SOURCE RECORDS:

╭──

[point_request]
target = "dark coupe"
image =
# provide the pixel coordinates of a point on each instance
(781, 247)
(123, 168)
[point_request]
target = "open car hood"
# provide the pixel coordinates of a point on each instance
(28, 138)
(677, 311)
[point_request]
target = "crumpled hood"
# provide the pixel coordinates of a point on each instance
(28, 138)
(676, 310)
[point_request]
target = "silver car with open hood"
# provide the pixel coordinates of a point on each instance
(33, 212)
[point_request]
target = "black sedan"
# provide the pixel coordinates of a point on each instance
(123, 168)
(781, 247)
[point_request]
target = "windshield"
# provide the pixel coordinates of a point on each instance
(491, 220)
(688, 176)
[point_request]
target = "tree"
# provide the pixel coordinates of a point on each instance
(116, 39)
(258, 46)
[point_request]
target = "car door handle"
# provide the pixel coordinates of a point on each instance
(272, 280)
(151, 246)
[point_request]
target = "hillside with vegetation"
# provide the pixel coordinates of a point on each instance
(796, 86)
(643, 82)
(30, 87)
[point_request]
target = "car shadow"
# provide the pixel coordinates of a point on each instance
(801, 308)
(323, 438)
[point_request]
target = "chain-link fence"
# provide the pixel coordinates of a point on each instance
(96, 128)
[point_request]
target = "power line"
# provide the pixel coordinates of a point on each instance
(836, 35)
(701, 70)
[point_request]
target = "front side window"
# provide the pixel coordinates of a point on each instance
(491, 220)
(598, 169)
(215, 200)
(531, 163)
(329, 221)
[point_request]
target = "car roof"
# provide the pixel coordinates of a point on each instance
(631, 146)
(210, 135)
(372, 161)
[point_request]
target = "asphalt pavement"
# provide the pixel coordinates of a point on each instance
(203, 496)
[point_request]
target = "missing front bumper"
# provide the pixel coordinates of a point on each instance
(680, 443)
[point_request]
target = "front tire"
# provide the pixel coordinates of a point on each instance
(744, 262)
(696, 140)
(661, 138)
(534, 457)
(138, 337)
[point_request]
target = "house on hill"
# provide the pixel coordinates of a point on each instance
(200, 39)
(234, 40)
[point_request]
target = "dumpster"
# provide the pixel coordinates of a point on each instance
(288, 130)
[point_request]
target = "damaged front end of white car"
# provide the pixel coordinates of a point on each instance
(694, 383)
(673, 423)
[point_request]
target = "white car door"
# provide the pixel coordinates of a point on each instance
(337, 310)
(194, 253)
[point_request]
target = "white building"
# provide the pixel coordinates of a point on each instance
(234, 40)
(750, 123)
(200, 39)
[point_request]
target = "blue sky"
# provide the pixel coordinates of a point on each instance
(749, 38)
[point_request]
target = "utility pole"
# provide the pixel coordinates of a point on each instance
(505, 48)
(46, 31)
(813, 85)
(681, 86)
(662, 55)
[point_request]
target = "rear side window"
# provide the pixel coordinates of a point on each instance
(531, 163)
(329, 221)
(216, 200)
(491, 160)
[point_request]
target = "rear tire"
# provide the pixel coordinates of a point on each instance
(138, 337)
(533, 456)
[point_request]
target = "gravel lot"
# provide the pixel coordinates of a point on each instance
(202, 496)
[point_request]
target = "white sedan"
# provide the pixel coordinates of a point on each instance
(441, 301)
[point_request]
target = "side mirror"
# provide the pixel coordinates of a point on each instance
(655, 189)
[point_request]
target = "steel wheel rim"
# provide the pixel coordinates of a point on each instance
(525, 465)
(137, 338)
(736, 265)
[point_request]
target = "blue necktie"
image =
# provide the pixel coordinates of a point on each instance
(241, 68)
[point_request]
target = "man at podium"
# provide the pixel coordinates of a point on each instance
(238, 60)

╰──

AIM: Type out the whole listing above again, exactly as it stands.

RESULT OF THE EXERCISE:
[point_request]
target = "dark coupe"
image =
# provide the pixel coordinates of a point on each instance
(781, 247)
(123, 168)
[point_request]
target = "open car hood"
# provide the pixel coordinates of a point on each instance
(28, 138)
(677, 311)
[point_request]
target = "crumpled hood"
# provide the pixel coordinates of a point on each instance
(28, 138)
(676, 310)
[point_request]
target = "silver car with open hood"
# provide the pixel coordinates of a point on each instance
(33, 212)
[point_request]
target = "black sedan"
# provide the pixel coordinates of a point on each instance
(123, 168)
(781, 247)
[point_request]
target = "windshield"
# provide the pixel coordinates of a point on each instance
(491, 220)
(688, 176)
[point_request]
target = "tree"
# provide the pixel coordinates of a point on each instance
(116, 39)
(258, 46)
[point_request]
target = "car door handle"
# provide the pixel coordinates of a point on each instance
(272, 280)
(151, 246)
[point_request]
target = "hillside with vegetation"
# provide the pixel coordinates of a point on each instance
(796, 86)
(643, 82)
(30, 87)
[point_request]
target = "car shadow"
# provide the pixel coordinates of a point on each instance
(801, 308)
(323, 438)
[point_request]
target = "chain-link fence"
# provide the pixel coordinates of a point on each instance
(96, 128)
[point_request]
target = "power line"
# provide the pixel coordinates of a point on each instance
(836, 35)
(701, 70)
[point_request]
target = "front side window"
# provide the pixel coordinates of a point on each instance
(491, 220)
(598, 169)
(215, 200)
(531, 163)
(329, 221)
[point_request]
target = "car roof"
# provide the pixel coordinates of a point on each instance
(631, 146)
(210, 135)
(372, 161)
[point_request]
target = "asphalt pavement"
# provide the pixel coordinates of a point on each instance
(203, 496)
[point_request]
target = "missing front bumper"
# provide the pixel coordinates of a point on each instance
(680, 443)
[point_request]
target = "front tire"
# provide the pixel coordinates of a point on each instance
(744, 262)
(696, 140)
(661, 138)
(534, 457)
(138, 337)
[point_request]
target = "house on hill"
# provide the pixel coordinates of a point on each instance
(200, 39)
(234, 40)
[point_request]
target = "dumpster"
# provide the pixel coordinates of a point on each instance
(288, 130)
[point_request]
target = "damaged front end of white car"
# provide the pixel coordinates of a point on each instance
(694, 383)
(673, 423)
[point_request]
target = "white car door"
# provide the pixel coordinates of a point on each instance
(337, 310)
(194, 253)
[point_request]
target = "white building"
# provide the pixel coordinates of a point on each instance
(234, 40)
(750, 123)
(200, 39)
[point_request]
target = "blue sky"
# provide the pixel coordinates of a point on each instance
(749, 38)
[point_request]
target = "utility pole"
# provide the pixel coordinates of a point on each instance
(505, 48)
(46, 31)
(813, 85)
(681, 86)
(662, 55)
[point_request]
target = "rear side window"
# provide the pixel coordinates of a point on each instance
(531, 163)
(329, 221)
(216, 200)
(491, 160)
[point_request]
target = "rear tire"
# provide the pixel coordinates of a point on each instance
(138, 337)
(533, 456)
[point_request]
target = "gravel lot"
# provide the pixel coordinates of a point on each instance
(202, 496)
[point_request]
target = "white sedan"
# provide the pixel coordinates of a point on each instance
(441, 301)
[point_request]
target = "side mirror"
# provide the pixel coordinates of a point on each instance
(655, 189)
[point_request]
target = "steel wheel rim"
# provide the pixel coordinates of a point on each instance
(525, 465)
(137, 338)
(736, 265)
[point_request]
target = "blue necktie"
image =
# provide the pixel coordinates of a point on each instance
(241, 68)
[point_request]
target = "man at podium"
# provide the pixel coordinates of a point on each instance
(238, 60)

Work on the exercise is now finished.